### TEXTAUSSCHNITT:
---*---
Einen weiteren Gesichtspunkt stellt die Frage dar, wie das Thema Kleidung für Frauen und Mädchen gesehen wird. Die Schülerinnen wünschen sich auch bei diesem Thema grundsätzlich alle Freiheiten. Einschränkend kann man auf den Schutz der Jugend hinweisen, der allein die Auswahl der Kleidung beschränken könnte. Doch bei jeglicher Bekleidung muss gelten: Kein Kleid ist eine Einladung für Gewalt! „Es geht niemanden etwas an, wieviel man von seinem Körper zeigen möchte. Es geht niemanden etwas an, aus welchem Grund man das tut. Ob einem heiß ist, man sich selbstbewusst und attraktiv dabei fühlt, oder ob man seine Religion liebt.“2
Als Überleitung zum nächsten Aspekt ist der Musik-Clip „Sichtbar sein“ gezeigt worden, in dem es um den Wunsch geht, als Frau auch sprachlich wahrgenommen und damit sichtbar zu werden. Die Schülerinnen haben sich daraufhin darüber ausgetauscht, wie und ob das Gendern, wie man die sprachliche Erweiterung gemeinhin nennt, an unserer Schule bisher erfolgt. Im Anschluss daran haben die Mädchen sich überlegt, was sie sich für Maßnahmen wünschen würden, die Gleichstellung am GGM weiterzuentwickeln. Dies sind zum Beispiel das Verwenden gendergerechter Sprache von der Schüler- wie auch der Lehrerschaft, außerdem der Hinweis darauf, bei körperlichen oder verbalen Übergriffen eine Vertrauensperson anzusprechen und sich zur Wehr zu setzen sowie grundsätzlich eine weibliche Perspektive im und außerhalb des Unterrichts einzufordern.
Das Feedback der Schülerinnen auf die Projektarbeit war sehr positiv, denn die Weiblichkeit in den Fokus der Aufmerksamkeit zu rücken, ist gerade im Teenageralter von besonders großer Bedeutung, aber (noch) keine Selbstverständlichkeit. Die betreuenden Lehrkräfte haben die Arbeit mit den Schülerinnen als bereichernd erlebt, weil dies als wichtiger Beitrag zur Entwicklung der Persönlichkeit gesehen wird und somit nicht nur als Floskel in der bayerischen Verfassung als Auftrag an die Schulen zu finden ist, sondern in diesen Stunden mit den Schülerinnen umgesetzt worden ist.3 Damit dürfte die Frage, ob man auch im Unterricht gendern sollte, sich für viele beantwortet haben.
---*---
### ENTNOMMENE EINTRÄGE:

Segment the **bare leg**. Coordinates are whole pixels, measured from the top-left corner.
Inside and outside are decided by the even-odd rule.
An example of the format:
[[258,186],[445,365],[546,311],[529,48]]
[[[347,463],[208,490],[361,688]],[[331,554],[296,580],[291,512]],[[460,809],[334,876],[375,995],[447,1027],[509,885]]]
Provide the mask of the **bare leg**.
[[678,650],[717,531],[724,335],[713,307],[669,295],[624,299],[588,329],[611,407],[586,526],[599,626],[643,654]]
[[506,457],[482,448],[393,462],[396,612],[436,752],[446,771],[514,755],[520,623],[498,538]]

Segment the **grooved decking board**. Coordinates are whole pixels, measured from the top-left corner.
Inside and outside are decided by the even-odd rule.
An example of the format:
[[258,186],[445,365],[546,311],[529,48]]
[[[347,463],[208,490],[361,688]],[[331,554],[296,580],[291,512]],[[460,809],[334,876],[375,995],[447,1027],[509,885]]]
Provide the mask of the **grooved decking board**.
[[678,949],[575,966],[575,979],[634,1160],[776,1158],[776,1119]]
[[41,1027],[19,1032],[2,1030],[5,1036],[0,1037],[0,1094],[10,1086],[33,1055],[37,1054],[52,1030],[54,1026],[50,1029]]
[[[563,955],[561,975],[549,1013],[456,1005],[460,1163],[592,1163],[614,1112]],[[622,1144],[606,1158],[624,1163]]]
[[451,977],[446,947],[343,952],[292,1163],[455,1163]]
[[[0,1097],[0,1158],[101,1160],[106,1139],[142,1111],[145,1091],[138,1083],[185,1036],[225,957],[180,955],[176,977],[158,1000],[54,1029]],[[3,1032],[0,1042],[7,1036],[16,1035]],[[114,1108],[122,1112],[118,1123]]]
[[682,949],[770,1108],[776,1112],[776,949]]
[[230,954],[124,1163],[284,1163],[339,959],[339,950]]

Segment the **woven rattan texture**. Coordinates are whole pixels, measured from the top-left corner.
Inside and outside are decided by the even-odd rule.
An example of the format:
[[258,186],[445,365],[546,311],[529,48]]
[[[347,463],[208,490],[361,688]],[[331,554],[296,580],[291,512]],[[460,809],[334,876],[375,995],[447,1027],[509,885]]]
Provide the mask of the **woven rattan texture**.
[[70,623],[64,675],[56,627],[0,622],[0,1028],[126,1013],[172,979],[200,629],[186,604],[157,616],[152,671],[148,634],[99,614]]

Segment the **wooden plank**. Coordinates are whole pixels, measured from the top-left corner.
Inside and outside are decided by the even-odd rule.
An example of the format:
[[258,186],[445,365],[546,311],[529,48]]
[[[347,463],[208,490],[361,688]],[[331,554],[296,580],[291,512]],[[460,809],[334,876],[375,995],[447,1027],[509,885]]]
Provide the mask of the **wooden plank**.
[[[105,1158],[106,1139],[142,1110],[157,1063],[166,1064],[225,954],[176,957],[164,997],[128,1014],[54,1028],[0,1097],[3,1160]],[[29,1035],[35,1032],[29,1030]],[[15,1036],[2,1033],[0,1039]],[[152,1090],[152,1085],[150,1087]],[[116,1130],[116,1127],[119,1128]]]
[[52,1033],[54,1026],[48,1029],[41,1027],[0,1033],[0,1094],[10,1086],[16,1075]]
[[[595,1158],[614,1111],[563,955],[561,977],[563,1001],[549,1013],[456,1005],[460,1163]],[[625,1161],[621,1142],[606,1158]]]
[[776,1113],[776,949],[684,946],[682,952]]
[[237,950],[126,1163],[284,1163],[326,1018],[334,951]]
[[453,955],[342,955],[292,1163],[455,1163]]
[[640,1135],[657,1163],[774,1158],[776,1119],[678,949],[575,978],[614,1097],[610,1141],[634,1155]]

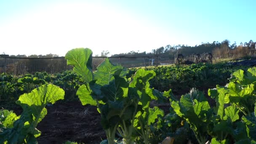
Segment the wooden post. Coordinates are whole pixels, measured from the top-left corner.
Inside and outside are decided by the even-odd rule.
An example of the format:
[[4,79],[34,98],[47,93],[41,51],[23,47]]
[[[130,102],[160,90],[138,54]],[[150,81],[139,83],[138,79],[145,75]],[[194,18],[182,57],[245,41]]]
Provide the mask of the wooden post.
[[158,67],[158,56],[157,56],[157,58],[156,58],[157,59],[156,60],[156,67]]
[[145,68],[147,69],[147,66],[146,66],[146,61],[145,61],[145,57],[144,58],[144,65],[145,65]]
[[119,57],[119,64],[120,64],[120,65],[121,64],[121,57]]
[[5,69],[6,69],[6,58],[5,58],[5,65],[3,67],[3,72],[5,73]]

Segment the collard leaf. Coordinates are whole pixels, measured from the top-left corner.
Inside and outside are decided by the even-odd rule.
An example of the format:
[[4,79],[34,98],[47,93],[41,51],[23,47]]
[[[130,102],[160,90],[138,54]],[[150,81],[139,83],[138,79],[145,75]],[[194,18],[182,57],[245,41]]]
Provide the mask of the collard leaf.
[[[88,85],[88,86],[89,86]],[[94,100],[91,94],[91,91],[89,87],[86,87],[85,85],[83,85],[77,90],[77,95],[82,102],[82,104],[85,105],[89,104],[93,106],[97,105],[97,103]]]
[[74,72],[88,83],[93,80],[92,53],[89,48],[77,48],[69,51],[65,56],[67,65],[74,66]]
[[37,143],[35,137],[39,136],[40,132],[35,127],[47,114],[45,107],[48,103],[53,104],[56,101],[64,99],[64,94],[63,90],[49,84],[20,96],[16,102],[21,106],[23,112],[20,118],[13,123],[13,128],[5,129],[0,133],[2,139],[0,143],[5,141],[10,144]]
[[225,109],[225,116],[223,119],[227,120],[230,119],[232,122],[234,122],[239,119],[239,109],[235,106],[231,106]]
[[64,91],[59,87],[52,84],[44,85],[34,89],[28,93],[24,93],[20,96],[16,103],[24,109],[25,105],[29,106],[29,109],[35,110],[34,106],[41,106],[42,109],[48,103],[54,104],[55,101],[64,99]]
[[211,139],[211,144],[229,144],[229,143],[228,142],[228,141],[226,139],[224,139],[221,141],[218,141],[217,140],[217,139],[216,139],[216,138],[212,138]]
[[245,88],[239,84],[230,82],[228,88],[229,99],[231,102],[239,102],[240,100],[246,98],[246,96],[251,96],[254,91],[254,85],[247,85]]
[[19,119],[20,116],[17,116],[13,111],[6,109],[0,110],[0,128],[2,127],[6,128],[11,128],[13,127],[13,122]]
[[155,72],[152,70],[139,69],[133,77],[133,80],[130,84],[130,86],[137,88],[140,91],[146,88],[149,88],[149,83],[148,81],[155,77]]
[[221,119],[224,116],[224,104],[226,94],[228,92],[224,87],[216,86],[216,89],[209,89],[208,93],[216,101],[216,107],[214,108],[215,113],[220,116]]
[[158,115],[163,117],[164,115],[163,111],[157,107],[154,107],[152,109],[149,109],[149,115],[148,121],[148,125],[155,123],[155,120],[158,117]]
[[99,67],[94,73],[96,83],[100,85],[108,85],[114,79],[114,75],[119,76],[123,67],[121,65],[114,65],[108,59],[106,59]]
[[243,72],[243,70],[242,69],[238,70],[232,73],[232,76],[235,77],[236,78],[236,81],[238,81],[241,83],[244,79]]
[[250,84],[256,82],[256,68],[250,68],[247,70],[247,73],[245,81],[245,84]]
[[197,99],[195,99],[194,102],[195,104],[193,108],[195,114],[202,120],[205,120],[206,118],[205,114],[211,108],[208,101],[198,102]]

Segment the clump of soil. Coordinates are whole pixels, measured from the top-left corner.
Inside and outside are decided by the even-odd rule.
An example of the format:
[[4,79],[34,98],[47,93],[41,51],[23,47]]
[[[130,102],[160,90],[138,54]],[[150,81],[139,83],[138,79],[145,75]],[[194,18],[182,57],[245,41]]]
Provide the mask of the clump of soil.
---*---
Gib die Stelle im Textausschnitt zwischen „Das Feedback der“ und „viele beantwortet haben.“, beide eingeschlossen, wörtlich wieder.

Das Feedback der Schülerinnen auf die Projektarbeit war sehr positiv, denn die Weiblichkeit in den Fokus der Aufmerksamkeit zu rücken, ist gerade im Teenageralter von besonders großer Bedeutung, aber (noch) keine Selbstverständlichkeit. Die betreuenden Lehrkräfte haben die Arbeit mit den Schülerinnen als bereichernd erlebt, weil dies als wichtiger Beitrag zur Entwicklung der Persönlichkeit gesehen wird und somit nicht nur als Floskel in der bayerischen Verfassung als Auftrag an die Schulen zu finden ist, sondern in diesen Stunden mit den Schülerinnen umgesetzt worden ist.3 Damit dürfte die Frage, ob man auch im Unterricht gendern sollte, sich für viele beantwortet haben.